### Dataset:
┌──
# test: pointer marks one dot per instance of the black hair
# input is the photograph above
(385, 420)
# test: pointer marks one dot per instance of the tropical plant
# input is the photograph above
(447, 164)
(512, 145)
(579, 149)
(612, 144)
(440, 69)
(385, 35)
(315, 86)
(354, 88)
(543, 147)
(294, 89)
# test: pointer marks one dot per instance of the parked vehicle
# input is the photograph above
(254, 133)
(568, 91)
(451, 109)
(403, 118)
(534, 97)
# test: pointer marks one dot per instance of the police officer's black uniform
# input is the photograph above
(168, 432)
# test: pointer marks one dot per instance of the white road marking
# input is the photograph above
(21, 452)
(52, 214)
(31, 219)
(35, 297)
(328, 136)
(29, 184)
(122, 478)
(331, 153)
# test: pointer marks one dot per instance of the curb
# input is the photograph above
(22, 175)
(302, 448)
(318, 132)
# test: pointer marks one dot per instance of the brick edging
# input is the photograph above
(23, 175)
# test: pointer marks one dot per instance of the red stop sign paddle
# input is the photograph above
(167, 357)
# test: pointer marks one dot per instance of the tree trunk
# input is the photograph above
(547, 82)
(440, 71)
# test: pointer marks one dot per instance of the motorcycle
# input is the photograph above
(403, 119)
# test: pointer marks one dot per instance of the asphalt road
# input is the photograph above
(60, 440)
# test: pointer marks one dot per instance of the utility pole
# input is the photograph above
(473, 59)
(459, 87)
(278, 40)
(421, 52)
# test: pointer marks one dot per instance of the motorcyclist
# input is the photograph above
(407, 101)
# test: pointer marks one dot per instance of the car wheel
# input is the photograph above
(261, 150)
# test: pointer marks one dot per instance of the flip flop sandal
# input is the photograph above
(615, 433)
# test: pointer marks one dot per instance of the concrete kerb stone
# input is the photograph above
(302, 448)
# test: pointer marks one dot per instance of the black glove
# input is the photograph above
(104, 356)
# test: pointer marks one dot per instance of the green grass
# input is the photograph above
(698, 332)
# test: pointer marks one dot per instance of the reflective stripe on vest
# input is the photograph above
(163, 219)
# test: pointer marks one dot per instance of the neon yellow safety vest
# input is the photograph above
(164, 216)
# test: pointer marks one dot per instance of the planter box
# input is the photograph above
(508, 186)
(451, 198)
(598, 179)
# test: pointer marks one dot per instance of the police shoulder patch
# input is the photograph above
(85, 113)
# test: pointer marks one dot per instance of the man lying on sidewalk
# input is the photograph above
└──
### Your task:
Each entry above should be repeated exactly, with no line left out.

### Answer to this task:
# test: pointer marks one dot per instance of the black hair
# input is the photograph above
(385, 420)
# test: pointer marks one dot per instance of the tropical plant
# input is the photograph above
(447, 164)
(512, 145)
(579, 149)
(612, 144)
(440, 69)
(385, 35)
(315, 86)
(354, 88)
(543, 147)
(294, 89)
# test: pointer marks one dot per instance of the parked vehicle
# input is the photograph above
(254, 133)
(568, 91)
(451, 109)
(403, 118)
(534, 97)
# test: pointer marks one dot per instance of the police officer's black uniform
# input is the photograph above
(168, 432)
# test: pointer marks one dot per instance of the white road marking
# input is the photograph above
(21, 452)
(52, 214)
(31, 219)
(35, 297)
(328, 136)
(29, 184)
(122, 478)
(331, 153)
# test: pointer marks one dot per instance of the curb
# input is the photograph above
(22, 175)
(302, 448)
(318, 132)
# test: pointer marks one dot per instance of the brick edging
# input is the photograph above
(23, 175)
# test: pointer marks one dot per instance of the red stop sign paddle
# input is the photograph above
(167, 357)
# test: pointer marks one dot per instance of the tree trunk
# input is the photograph above
(547, 82)
(440, 71)
# test: pointer marks one dot per instance of the motorcycle
# input is the photograph above
(403, 119)
# test: pointer marks one dot per instance of the asphalt road
# input is the photograph above
(60, 440)
# test: pointer marks one dot per instance of the utility pole
# input is the photograph above
(473, 59)
(459, 87)
(278, 40)
(421, 52)
# test: pointer marks one dot per instance of the motorcyclist
# input is the photograph above
(407, 101)
# test: pointer marks one dot per instance of the car wheel
# input is the photograph above
(261, 150)
# test: pointer marks one dot per instance of the flip flop sandal
# input is the photograph above
(615, 433)
# test: pointer marks one dot per instance of the concrete kerb stone
# input is the photograph above
(302, 448)
# test: pointer marks one dot per instance of the black glove
# input is the photograph above
(104, 356)
# test: pointer marks one dot per instance of the green grass
# input is the photograph above
(698, 332)
# test: pointer marks one dot per instance of the reflective stripe on vest
# input is the photograph above
(163, 219)
# test: pointer marks one dot per instance of the neon yellow safety vest
# input is the photograph above
(164, 216)
# test: pointer marks one dot per instance of the planter box
# input is the photograph above
(508, 186)
(451, 198)
(598, 179)
# test: pointer marks one dot per instance of the police shoulder patch
# input is the photograph above
(85, 113)
# test: pointer marks one dot per instance of the man lying on sidewalk
# input is the photograph above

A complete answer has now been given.